[Brief]
Output each line of the rows below as a JSON list of strings, one string per line, and omit any blank lines.

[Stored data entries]
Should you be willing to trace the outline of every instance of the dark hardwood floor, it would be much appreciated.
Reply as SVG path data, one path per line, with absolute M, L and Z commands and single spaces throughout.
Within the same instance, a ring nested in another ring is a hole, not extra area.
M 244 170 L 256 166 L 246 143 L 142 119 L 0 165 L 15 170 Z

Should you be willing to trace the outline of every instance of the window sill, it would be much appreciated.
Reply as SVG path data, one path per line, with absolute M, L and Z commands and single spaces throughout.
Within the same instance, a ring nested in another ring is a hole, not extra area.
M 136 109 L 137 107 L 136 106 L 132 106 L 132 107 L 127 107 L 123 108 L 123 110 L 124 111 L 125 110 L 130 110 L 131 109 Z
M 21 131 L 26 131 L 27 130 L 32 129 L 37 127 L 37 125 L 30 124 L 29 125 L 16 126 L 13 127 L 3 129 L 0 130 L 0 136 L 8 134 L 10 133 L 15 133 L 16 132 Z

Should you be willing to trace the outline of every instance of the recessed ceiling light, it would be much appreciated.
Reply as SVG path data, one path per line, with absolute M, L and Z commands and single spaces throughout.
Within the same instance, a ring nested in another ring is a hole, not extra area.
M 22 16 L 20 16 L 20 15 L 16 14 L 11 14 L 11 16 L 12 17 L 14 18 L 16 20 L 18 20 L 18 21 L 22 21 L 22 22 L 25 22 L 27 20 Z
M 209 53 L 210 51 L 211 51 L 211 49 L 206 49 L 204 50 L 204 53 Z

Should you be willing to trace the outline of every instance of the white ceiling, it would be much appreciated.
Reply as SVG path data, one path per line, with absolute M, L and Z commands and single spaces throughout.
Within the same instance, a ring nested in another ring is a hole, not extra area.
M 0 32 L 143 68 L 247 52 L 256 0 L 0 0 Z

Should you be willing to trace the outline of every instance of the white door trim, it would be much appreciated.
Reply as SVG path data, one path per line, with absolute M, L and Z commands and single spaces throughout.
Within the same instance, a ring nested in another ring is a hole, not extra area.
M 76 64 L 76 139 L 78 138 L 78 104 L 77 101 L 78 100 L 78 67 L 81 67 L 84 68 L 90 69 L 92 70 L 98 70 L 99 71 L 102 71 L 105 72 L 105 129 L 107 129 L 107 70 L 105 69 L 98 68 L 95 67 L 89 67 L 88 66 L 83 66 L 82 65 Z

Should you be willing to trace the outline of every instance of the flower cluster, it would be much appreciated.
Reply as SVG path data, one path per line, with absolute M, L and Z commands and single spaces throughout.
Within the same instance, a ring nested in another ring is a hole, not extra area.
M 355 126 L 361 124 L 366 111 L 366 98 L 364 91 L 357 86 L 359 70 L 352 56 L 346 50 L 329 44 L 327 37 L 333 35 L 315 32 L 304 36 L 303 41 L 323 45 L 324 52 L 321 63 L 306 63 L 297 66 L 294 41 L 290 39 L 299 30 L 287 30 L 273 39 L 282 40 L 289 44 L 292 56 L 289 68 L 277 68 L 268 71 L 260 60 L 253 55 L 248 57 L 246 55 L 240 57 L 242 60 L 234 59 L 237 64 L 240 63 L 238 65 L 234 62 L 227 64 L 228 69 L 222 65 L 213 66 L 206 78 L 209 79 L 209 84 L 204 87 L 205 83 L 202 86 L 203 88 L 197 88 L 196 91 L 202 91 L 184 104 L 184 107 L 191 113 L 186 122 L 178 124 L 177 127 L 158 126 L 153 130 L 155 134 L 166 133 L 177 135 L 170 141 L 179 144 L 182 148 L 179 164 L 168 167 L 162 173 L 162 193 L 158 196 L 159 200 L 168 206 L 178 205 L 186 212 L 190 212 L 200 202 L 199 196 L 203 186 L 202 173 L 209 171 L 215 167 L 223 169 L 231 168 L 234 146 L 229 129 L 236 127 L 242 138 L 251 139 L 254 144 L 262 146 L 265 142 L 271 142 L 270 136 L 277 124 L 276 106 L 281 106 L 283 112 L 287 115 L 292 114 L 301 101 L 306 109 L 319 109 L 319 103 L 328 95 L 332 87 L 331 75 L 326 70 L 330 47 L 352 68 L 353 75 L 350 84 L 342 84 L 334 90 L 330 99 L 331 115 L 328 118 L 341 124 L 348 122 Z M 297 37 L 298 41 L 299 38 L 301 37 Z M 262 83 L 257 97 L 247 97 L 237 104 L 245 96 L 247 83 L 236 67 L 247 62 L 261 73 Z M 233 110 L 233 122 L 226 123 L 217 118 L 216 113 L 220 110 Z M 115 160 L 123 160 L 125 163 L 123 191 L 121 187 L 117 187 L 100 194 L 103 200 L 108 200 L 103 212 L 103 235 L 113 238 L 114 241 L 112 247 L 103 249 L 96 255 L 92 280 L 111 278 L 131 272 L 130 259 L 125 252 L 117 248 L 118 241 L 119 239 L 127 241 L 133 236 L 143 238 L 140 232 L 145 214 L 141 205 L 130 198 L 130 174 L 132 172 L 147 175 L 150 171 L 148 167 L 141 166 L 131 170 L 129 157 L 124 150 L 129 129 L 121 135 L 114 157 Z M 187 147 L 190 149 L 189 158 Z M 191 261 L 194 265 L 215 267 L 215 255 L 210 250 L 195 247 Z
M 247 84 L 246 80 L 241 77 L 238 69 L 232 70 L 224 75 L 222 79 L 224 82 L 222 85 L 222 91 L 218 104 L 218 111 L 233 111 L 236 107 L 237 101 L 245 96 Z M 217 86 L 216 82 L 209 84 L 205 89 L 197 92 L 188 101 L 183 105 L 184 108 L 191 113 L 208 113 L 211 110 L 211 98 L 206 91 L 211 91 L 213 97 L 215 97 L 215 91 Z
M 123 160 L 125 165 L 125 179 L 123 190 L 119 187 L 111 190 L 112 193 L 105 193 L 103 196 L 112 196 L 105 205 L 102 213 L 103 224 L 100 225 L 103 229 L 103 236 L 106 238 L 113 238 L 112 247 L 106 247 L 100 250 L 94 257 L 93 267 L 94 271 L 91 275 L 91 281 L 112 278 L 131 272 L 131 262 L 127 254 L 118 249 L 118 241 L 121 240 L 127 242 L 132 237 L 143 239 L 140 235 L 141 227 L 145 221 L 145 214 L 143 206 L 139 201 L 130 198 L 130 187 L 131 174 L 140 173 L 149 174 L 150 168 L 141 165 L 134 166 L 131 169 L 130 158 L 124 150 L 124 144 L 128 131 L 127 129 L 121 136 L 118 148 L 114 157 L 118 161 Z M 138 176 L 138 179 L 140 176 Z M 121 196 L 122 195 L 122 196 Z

[Exercise output]
[
  "Should you be willing to trace the outline of every instance of the dark hardwood floor, it would be much appreciated.",
  "Reply as SVG path data, one path per line, with absolute M, L and Z commands and single spaces throughout.",
  "Within the same instance, a ring nested in another ring is a hole, not extra area.",
  "M 244 170 L 256 166 L 246 143 L 142 119 L 0 165 L 15 170 Z",
  "Should you be willing to trace the outline of every instance of the window sill, it would be much appreciated.",
  "Reply as SVG path data, one path per line, with absolute M, L and Z commands and single spaces throughout.",
  "Within the same instance, a ring nested in another ring is a hole, not extra area.",
  "M 136 109 L 137 107 L 136 106 L 132 106 L 132 107 L 127 107 L 123 108 L 123 110 L 124 111 L 125 110 L 130 110 L 131 109 Z",
  "M 21 131 L 26 131 L 27 130 L 32 129 L 37 127 L 37 125 L 30 124 L 29 125 L 16 126 L 13 127 L 3 129 L 0 130 L 0 136 L 8 134 L 10 133 L 15 133 L 16 132 Z",
  "Should you be willing to trace the outline of every instance of the recessed ceiling light, it would be much appreciated.",
  "Reply as SVG path data, one path per line, with absolute M, L and Z commands and single spaces throughout.",
  "Within the same instance, a ring nested in another ring is a hole, not extra area.",
  "M 22 16 L 20 16 L 20 15 L 16 14 L 11 14 L 11 16 L 12 17 L 14 18 L 16 20 L 18 20 L 18 21 L 22 21 L 22 22 L 25 22 L 27 20 Z",
  "M 209 53 L 210 51 L 211 51 L 211 49 L 206 49 L 204 50 L 204 53 Z",
  "Should you be willing to trace the outline of every instance of the white ceiling, it would be much appreciated.",
  "Reply as SVG path data, one path per line, with absolute M, L and Z commands and single spaces throughout.",
  "Within the same instance, a ring nested in another ring is a hole, not extra area.",
  "M 0 32 L 143 68 L 247 52 L 256 0 L 0 0 Z",
  "Should you be willing to trace the outline of every instance of the white door trim, it would be much appreciated.",
  "Reply as SVG path data, one path per line, with absolute M, L and Z commands and single spaces throughout.",
  "Within the same instance, a ring nested in another ring is a hole, not extra area.",
  "M 76 64 L 76 139 L 78 138 L 78 104 L 77 101 L 78 100 L 78 67 L 81 67 L 84 68 L 90 69 L 92 70 L 98 70 L 99 71 L 102 71 L 105 72 L 105 129 L 107 129 L 107 70 L 105 69 L 98 68 L 95 67 L 89 67 L 88 66 L 83 66 L 82 65 Z",
  "Should you be willing to trace the outline of every instance of the flower cluster, it would be much appreciated.",
  "Reply as SVG path data, one path per line, with absolute M, L and Z commands and single spaces throughout.",
  "Within the same instance, a ring nested in another ring is a hole, not extra area.",
  "M 355 126 L 361 124 L 366 111 L 366 98 L 364 91 L 357 86 L 359 70 L 352 56 L 346 50 L 329 44 L 327 37 L 333 35 L 315 32 L 304 36 L 303 41 L 323 45 L 324 52 L 321 63 L 306 63 L 297 66 L 294 41 L 290 39 L 299 30 L 287 30 L 273 39 L 282 40 L 289 44 L 292 56 L 289 68 L 277 68 L 268 71 L 260 60 L 253 55 L 248 57 L 246 55 L 240 57 L 242 60 L 234 59 L 237 64 L 240 63 L 238 65 L 234 62 L 227 64 L 228 69 L 222 65 L 213 66 L 206 78 L 209 79 L 209 84 L 204 87 L 205 83 L 202 86 L 203 88 L 197 88 L 196 91 L 202 91 L 184 104 L 184 107 L 191 113 L 186 122 L 178 124 L 177 127 L 158 126 L 153 130 L 155 134 L 166 133 L 177 135 L 170 141 L 179 144 L 182 148 L 179 164 L 168 167 L 162 173 L 162 193 L 158 196 L 159 200 L 168 206 L 178 205 L 186 212 L 190 212 L 200 202 L 199 196 L 203 186 L 202 173 L 209 171 L 215 167 L 223 169 L 231 168 L 234 146 L 229 129 L 236 127 L 242 138 L 251 139 L 254 144 L 262 146 L 265 142 L 271 142 L 270 136 L 277 124 L 276 106 L 281 106 L 283 112 L 287 115 L 292 114 L 301 101 L 306 109 L 319 109 L 319 103 L 328 95 L 332 87 L 331 75 L 326 70 L 330 47 L 352 68 L 353 75 L 350 84 L 342 84 L 334 90 L 330 99 L 331 115 L 328 118 L 341 124 L 348 122 Z M 297 37 L 298 41 L 299 38 L 301 37 Z M 262 83 L 257 97 L 247 97 L 237 104 L 245 96 L 247 83 L 236 67 L 247 62 L 261 73 Z M 233 110 L 233 122 L 226 123 L 217 118 L 216 113 L 220 110 Z M 115 160 L 123 160 L 125 163 L 123 191 L 121 187 L 117 187 L 100 194 L 103 200 L 108 200 L 103 212 L 103 235 L 113 238 L 114 241 L 112 247 L 103 249 L 96 255 L 92 280 L 111 278 L 131 272 L 130 259 L 125 252 L 117 248 L 118 241 L 119 239 L 127 241 L 133 236 L 143 238 L 140 232 L 145 214 L 141 205 L 130 198 L 130 174 L 132 172 L 147 175 L 150 171 L 148 167 L 141 166 L 131 170 L 129 157 L 124 150 L 129 129 L 121 135 L 114 157 Z M 187 147 L 190 149 L 189 158 Z M 191 261 L 194 265 L 215 267 L 215 255 L 210 250 L 195 247 Z",
  "M 247 84 L 246 80 L 241 77 L 238 69 L 232 70 L 224 75 L 222 79 L 224 82 L 222 85 L 222 91 L 218 104 L 218 111 L 233 111 L 236 107 L 237 101 L 245 96 Z M 217 86 L 216 82 L 209 84 L 205 89 L 197 92 L 188 101 L 183 105 L 184 108 L 191 113 L 208 113 L 211 110 L 211 98 L 206 91 L 211 91 L 213 97 L 215 97 L 215 91 Z",
  "M 123 160 L 125 165 L 125 179 L 123 190 L 119 187 L 111 190 L 112 193 L 105 193 L 103 196 L 112 196 L 105 205 L 102 213 L 103 224 L 100 225 L 103 229 L 103 236 L 106 238 L 113 238 L 112 247 L 106 247 L 100 250 L 94 257 L 93 267 L 94 271 L 91 275 L 91 281 L 112 278 L 131 272 L 131 262 L 127 254 L 118 249 L 118 241 L 121 240 L 127 242 L 132 237 L 143 239 L 140 235 L 141 227 L 145 221 L 145 214 L 143 206 L 139 201 L 130 198 L 130 187 L 131 174 L 140 173 L 149 174 L 150 168 L 141 165 L 134 166 L 131 169 L 130 158 L 124 150 L 124 144 L 128 131 L 127 129 L 121 136 L 118 148 L 114 157 L 118 161 Z M 138 176 L 138 179 L 140 176 Z M 121 196 L 122 195 L 122 196 Z"
]